What you should do: Transcribe the records exactly from the line with "Target: large blue and red flag" to the end, both included.

Record set:
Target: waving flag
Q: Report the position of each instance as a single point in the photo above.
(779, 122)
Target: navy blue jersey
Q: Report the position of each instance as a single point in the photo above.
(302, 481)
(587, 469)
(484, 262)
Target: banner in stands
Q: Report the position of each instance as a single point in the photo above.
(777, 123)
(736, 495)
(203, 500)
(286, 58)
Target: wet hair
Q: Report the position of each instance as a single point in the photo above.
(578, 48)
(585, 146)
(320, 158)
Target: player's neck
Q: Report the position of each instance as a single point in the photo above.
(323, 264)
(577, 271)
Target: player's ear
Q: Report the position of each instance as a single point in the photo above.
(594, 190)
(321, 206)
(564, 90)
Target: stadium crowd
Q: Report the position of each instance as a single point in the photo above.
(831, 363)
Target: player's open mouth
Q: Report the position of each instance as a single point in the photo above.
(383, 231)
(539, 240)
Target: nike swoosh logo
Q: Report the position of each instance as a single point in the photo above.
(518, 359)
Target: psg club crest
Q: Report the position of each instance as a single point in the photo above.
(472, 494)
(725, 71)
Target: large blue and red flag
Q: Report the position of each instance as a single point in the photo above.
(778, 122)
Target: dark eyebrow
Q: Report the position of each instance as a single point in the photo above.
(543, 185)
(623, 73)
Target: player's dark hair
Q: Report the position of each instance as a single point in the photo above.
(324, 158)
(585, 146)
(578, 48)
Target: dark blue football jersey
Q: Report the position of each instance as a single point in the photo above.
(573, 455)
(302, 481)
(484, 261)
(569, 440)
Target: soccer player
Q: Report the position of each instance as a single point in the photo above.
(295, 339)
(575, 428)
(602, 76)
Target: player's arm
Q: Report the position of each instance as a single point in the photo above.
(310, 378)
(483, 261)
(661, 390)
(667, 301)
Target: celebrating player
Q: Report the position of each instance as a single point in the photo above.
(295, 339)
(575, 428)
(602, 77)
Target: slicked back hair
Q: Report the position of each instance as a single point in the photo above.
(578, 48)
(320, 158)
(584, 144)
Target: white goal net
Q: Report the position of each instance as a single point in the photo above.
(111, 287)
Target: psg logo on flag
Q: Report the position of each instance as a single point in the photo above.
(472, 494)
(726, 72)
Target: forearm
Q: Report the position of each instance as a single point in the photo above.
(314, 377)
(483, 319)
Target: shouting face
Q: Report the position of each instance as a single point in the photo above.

Answer to the exercise:
Target: large blue and red flag
Q: Report the position of each instance as a single point in the photo above.
(778, 122)
Target: dark eyebrow
Q: Report the position of each instance as a single point in the photo above.
(543, 185)
(623, 73)
Target: player's dark hair
Q: Report the position of each instance as a single point in the photo above.
(324, 158)
(585, 146)
(578, 48)
Target: dark blue football jersey
Q: Report the position of each instance as a single point in the photo above.
(573, 455)
(302, 481)
(484, 261)
(569, 440)
Target: soccer player
Q: Report the position of each instance as a single point in the photo above.
(295, 339)
(575, 428)
(602, 76)
Target: player's arm
Q: Report the position of each instance as a single point in the photo above.
(310, 378)
(483, 261)
(661, 390)
(667, 301)
Target: celebrating player
Q: Report the position of each instance as a single point in the photo above.
(295, 339)
(575, 428)
(602, 77)
Target: slicked back hair
Q: Report the position of each instance as a single point in the photo above.
(578, 48)
(320, 158)
(584, 144)
Target: white goal net
Q: Report the position of each instance as a single point in the photo above.
(111, 287)
Target: psg logo on flag
Q: Report the position of each instance as a single point in the photo above.
(472, 494)
(726, 72)
Target: forearm
Q: Report the position of each instance as a single point in the photo above.
(314, 377)
(483, 319)
Target: shouting face
Q: Report the position of each instance as a single point in the photo above.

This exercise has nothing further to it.